## Start Data shown
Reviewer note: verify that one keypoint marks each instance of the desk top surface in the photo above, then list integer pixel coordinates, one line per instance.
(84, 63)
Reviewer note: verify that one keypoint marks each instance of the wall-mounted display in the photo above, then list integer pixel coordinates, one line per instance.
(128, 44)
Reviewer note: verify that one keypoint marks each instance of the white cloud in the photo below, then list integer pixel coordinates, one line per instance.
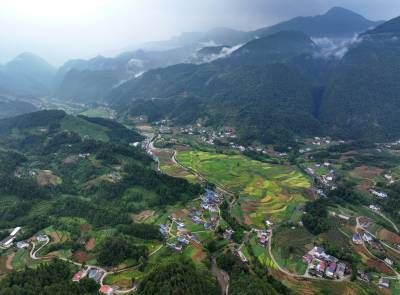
(328, 47)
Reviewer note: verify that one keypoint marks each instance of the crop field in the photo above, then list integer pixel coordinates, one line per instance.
(289, 251)
(266, 190)
(84, 128)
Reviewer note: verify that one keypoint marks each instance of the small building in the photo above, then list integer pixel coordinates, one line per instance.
(340, 270)
(367, 237)
(78, 276)
(15, 231)
(330, 271)
(7, 242)
(321, 267)
(241, 256)
(381, 195)
(105, 289)
(307, 258)
(183, 240)
(92, 273)
(22, 244)
(388, 261)
(357, 239)
(383, 283)
(268, 223)
(42, 238)
(374, 208)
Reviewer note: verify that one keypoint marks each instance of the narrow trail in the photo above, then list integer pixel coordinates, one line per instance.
(358, 226)
(10, 258)
(302, 277)
(222, 276)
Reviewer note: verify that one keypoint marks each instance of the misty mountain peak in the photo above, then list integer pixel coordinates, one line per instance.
(341, 12)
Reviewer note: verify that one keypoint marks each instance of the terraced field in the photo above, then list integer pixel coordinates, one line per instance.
(266, 190)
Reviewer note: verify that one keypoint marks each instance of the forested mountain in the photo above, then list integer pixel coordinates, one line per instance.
(362, 97)
(92, 80)
(26, 74)
(81, 167)
(10, 107)
(282, 85)
(336, 23)
(267, 82)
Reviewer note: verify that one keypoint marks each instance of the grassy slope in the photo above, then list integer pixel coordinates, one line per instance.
(84, 128)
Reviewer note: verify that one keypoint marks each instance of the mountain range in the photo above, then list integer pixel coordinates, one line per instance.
(282, 85)
(333, 74)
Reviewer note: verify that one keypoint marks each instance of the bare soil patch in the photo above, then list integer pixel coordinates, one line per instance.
(84, 228)
(90, 244)
(71, 160)
(367, 172)
(10, 258)
(389, 236)
(46, 178)
(55, 237)
(81, 256)
(142, 216)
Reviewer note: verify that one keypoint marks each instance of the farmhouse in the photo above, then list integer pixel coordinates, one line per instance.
(105, 289)
(7, 242)
(374, 208)
(241, 256)
(357, 239)
(388, 261)
(367, 237)
(79, 275)
(42, 238)
(22, 244)
(381, 195)
(383, 283)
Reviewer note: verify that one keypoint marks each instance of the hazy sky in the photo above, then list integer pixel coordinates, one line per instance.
(62, 29)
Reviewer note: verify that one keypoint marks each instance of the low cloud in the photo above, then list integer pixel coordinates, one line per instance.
(225, 52)
(334, 48)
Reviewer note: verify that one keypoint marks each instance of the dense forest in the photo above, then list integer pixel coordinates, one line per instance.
(179, 277)
(47, 279)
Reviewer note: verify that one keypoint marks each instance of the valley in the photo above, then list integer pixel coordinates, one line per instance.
(216, 162)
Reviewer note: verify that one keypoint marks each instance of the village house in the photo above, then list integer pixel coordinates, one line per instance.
(374, 208)
(228, 234)
(383, 283)
(79, 275)
(367, 237)
(241, 256)
(22, 244)
(381, 195)
(42, 238)
(105, 289)
(8, 241)
(388, 261)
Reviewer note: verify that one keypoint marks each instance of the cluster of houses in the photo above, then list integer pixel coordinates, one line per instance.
(380, 195)
(318, 141)
(321, 264)
(211, 201)
(94, 274)
(9, 241)
(327, 179)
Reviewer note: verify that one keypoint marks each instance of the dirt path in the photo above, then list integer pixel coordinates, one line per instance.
(222, 277)
(358, 226)
(10, 258)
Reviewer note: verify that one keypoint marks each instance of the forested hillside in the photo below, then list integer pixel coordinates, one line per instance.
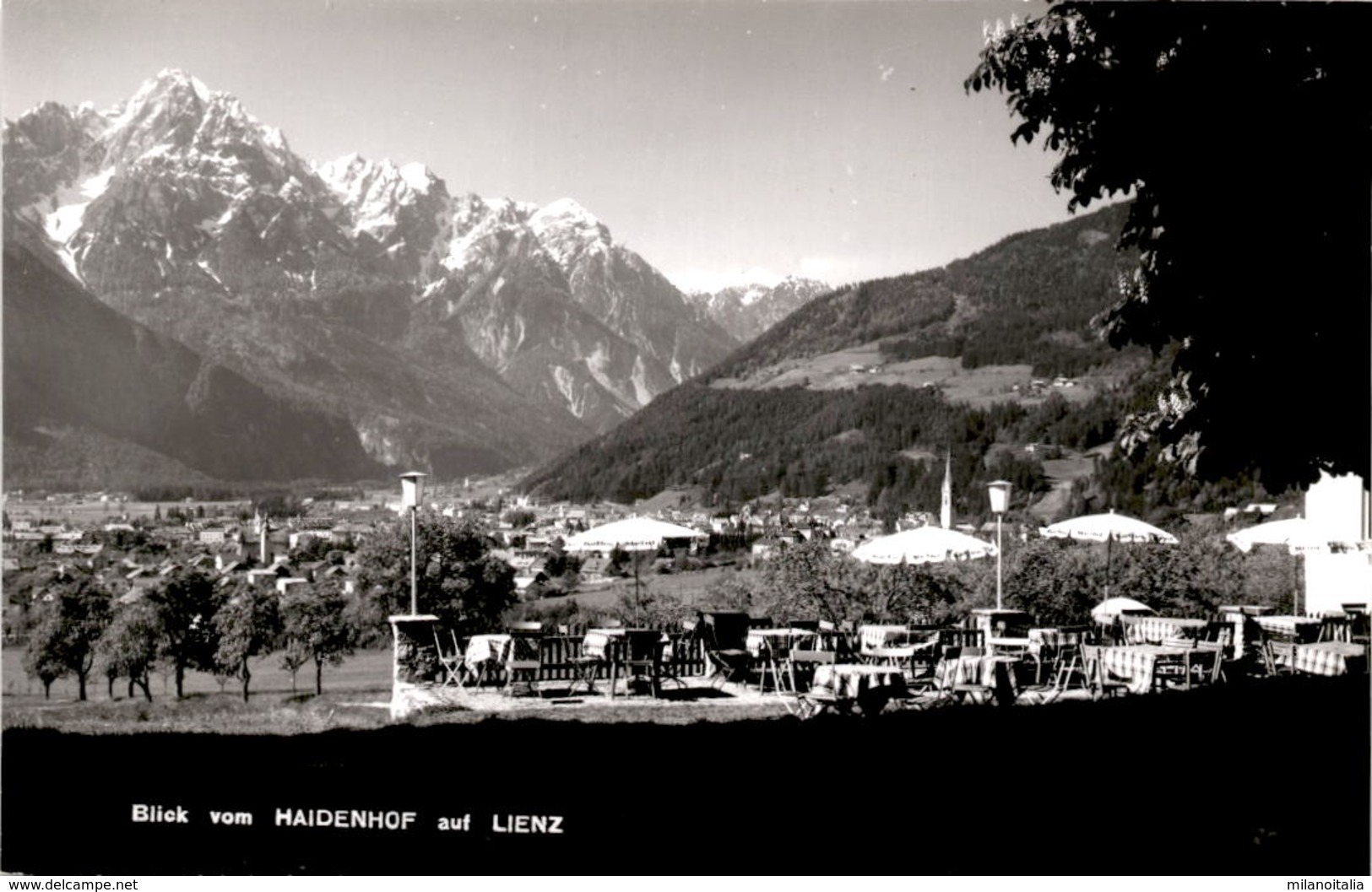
## End Data shown
▶ Goal
Scale the point coordinates in the answers by 0.85, rounding each to a whole number with halves going up, and write out again every line of the records above from the line that has "of the village" through the last line of the records, requests included. Omit the pictures.

▶ Correct answer
Reviewer note: verify that one keypoint marks each instance of the village house in the photo above, then list integer pixel coordinates, one line per instance.
(318, 177)
(194, 199)
(326, 241)
(67, 234)
(312, 201)
(205, 218)
(19, 207)
(324, 166)
(36, 202)
(89, 246)
(7, 205)
(330, 222)
Reviewer note: verify that one keypoint marks each instance of the cluster of houses in the photo above, then list integer pixel coordinates, one line per instance.
(323, 166)
(270, 120)
(273, 224)
(179, 171)
(80, 233)
(8, 205)
(278, 152)
Reviewer note: verify that one keypoint marks each instance of the dirt path in the photo above, then list integer pixel coordinates, one line per instance.
(189, 235)
(304, 192)
(9, 219)
Reviewer note: verify that one keypoint marks each instance of the forested hillside in the photo below, then list integer pixel coordinates, one line per instance.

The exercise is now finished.